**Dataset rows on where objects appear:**
---+---
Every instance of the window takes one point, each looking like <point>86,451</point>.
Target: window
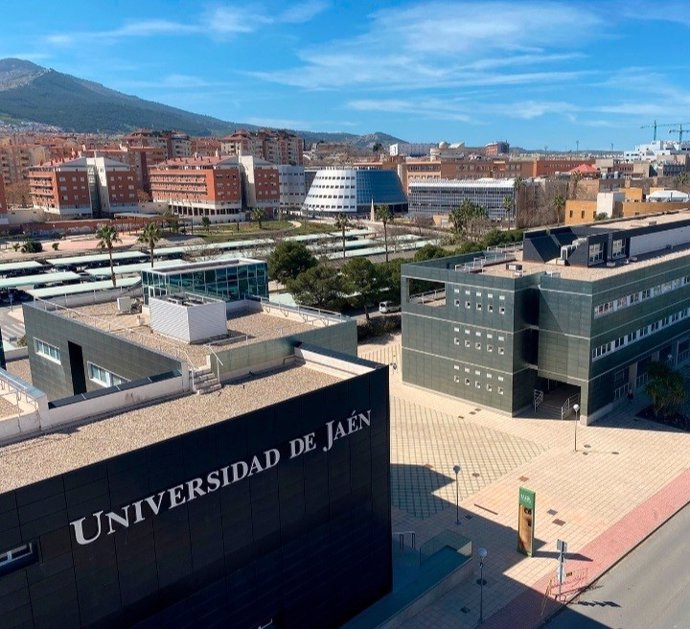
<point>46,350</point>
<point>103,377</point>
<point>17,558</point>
---+---
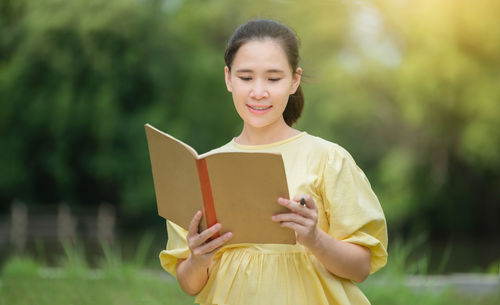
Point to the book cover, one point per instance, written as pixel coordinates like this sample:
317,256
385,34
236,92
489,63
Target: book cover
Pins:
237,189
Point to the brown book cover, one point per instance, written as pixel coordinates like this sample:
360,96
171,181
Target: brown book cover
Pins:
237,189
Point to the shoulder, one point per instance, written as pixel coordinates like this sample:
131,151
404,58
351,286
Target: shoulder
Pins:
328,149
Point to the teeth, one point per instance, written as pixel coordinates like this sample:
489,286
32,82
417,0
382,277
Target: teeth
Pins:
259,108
---+---
**What is asked:**
How many lines in the entries above contain the string "pixel"? Reply with the number alone.

**Exercise answer:**
4